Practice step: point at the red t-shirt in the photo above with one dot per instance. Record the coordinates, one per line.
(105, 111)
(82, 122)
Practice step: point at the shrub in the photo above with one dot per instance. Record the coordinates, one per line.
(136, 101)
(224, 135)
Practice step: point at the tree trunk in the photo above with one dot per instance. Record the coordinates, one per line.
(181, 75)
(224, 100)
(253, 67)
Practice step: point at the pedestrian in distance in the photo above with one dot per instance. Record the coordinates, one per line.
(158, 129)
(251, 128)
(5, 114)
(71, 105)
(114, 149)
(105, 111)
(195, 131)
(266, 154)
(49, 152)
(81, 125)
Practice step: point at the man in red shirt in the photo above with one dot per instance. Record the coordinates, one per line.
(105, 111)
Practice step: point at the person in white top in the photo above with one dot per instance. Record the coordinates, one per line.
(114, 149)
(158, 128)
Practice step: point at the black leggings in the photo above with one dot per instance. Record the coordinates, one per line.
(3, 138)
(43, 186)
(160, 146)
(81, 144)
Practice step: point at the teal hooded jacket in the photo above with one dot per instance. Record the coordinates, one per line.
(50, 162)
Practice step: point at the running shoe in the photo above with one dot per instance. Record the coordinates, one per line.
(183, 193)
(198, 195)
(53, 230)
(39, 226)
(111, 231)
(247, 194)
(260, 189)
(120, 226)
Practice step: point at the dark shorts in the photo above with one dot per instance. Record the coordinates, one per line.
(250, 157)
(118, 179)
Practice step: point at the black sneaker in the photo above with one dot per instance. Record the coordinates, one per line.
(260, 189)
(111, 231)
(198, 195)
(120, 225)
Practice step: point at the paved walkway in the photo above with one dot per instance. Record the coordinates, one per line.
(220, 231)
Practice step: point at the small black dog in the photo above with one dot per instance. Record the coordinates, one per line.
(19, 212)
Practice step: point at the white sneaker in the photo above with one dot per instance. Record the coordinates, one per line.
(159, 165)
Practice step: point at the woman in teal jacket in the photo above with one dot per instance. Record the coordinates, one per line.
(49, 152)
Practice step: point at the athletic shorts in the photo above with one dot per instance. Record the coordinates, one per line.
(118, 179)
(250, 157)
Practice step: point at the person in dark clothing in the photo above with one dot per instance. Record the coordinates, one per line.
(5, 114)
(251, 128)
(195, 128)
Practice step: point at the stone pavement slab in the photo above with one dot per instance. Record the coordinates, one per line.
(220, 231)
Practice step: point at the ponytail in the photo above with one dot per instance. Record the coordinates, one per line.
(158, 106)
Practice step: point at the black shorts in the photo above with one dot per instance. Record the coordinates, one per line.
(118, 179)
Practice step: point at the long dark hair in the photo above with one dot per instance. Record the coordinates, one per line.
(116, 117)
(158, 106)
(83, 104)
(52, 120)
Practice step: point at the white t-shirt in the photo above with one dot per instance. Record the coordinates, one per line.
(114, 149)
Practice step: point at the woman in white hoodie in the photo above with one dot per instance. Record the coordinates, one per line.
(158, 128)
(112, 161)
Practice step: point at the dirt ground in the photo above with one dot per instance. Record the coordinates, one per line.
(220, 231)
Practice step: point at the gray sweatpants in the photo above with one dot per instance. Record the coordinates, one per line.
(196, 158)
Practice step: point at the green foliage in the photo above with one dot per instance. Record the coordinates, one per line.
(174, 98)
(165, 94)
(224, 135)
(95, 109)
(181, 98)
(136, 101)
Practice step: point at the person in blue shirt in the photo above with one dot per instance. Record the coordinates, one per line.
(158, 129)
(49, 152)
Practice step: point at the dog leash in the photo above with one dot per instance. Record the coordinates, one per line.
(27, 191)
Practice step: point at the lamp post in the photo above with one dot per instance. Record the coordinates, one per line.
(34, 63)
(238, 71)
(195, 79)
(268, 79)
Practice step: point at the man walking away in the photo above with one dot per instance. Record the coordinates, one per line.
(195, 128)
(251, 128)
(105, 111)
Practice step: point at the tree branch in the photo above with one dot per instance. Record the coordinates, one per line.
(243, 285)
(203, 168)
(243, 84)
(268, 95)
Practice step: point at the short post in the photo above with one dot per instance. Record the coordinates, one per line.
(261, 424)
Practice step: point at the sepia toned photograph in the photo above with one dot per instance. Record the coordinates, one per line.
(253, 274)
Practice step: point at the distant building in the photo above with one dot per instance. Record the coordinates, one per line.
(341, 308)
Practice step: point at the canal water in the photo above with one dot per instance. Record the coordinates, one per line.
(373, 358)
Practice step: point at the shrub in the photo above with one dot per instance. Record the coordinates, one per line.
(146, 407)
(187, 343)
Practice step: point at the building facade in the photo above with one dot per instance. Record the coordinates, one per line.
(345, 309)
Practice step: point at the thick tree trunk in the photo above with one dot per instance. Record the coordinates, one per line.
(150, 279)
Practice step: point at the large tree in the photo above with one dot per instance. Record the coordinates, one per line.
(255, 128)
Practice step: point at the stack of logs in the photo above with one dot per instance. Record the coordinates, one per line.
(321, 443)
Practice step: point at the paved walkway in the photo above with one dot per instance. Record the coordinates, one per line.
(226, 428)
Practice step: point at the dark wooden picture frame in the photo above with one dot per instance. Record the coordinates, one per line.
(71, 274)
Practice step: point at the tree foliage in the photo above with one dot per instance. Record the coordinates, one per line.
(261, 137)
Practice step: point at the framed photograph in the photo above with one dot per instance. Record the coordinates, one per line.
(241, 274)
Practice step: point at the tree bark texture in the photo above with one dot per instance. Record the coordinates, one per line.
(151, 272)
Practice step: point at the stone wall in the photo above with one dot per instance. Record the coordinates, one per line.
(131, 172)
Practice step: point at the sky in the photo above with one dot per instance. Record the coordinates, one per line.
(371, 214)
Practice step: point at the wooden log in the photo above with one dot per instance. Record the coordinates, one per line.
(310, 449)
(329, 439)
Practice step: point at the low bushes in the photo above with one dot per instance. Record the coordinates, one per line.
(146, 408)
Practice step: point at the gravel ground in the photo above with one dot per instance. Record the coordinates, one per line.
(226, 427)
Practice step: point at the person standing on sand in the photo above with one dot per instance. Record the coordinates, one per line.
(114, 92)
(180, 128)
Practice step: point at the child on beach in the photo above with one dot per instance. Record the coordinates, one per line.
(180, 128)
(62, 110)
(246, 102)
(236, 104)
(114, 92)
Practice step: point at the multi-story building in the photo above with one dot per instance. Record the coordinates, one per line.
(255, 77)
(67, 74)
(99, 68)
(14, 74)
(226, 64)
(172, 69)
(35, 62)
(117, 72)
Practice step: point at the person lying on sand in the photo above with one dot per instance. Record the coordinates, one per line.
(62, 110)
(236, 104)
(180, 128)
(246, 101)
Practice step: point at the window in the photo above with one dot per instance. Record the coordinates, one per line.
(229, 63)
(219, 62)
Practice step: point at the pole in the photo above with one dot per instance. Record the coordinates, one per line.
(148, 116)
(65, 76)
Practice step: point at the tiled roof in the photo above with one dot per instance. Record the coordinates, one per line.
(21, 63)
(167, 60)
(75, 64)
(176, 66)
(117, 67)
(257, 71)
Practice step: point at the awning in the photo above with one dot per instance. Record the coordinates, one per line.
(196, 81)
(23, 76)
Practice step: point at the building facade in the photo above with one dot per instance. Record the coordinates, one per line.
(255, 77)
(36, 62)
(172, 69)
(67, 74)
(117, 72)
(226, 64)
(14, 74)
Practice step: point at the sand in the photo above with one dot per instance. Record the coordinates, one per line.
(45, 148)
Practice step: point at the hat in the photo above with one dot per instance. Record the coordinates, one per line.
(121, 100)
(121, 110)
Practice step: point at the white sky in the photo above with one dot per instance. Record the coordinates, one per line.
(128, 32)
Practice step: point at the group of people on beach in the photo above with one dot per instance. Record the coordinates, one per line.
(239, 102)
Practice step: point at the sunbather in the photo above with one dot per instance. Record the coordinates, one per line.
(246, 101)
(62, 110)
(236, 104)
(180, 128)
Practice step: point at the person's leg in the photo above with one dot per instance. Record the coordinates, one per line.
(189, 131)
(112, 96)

* * * * *

§ BRIEF: All lines from the one that holds "Practice step: point at the sunbather" through the end of the material, both ends included, should be restated exactly.

§ RESPONSE FOR THIS EXERCISE:
Practice step: point at the sunbather in the photo above with one dot per instance. Record the coordinates, one per line.
(246, 101)
(62, 110)
(236, 104)
(180, 128)
Practice step: point at the person's leg in the photo above with one dot per instance. Record the coordinates, one per line.
(189, 131)
(112, 96)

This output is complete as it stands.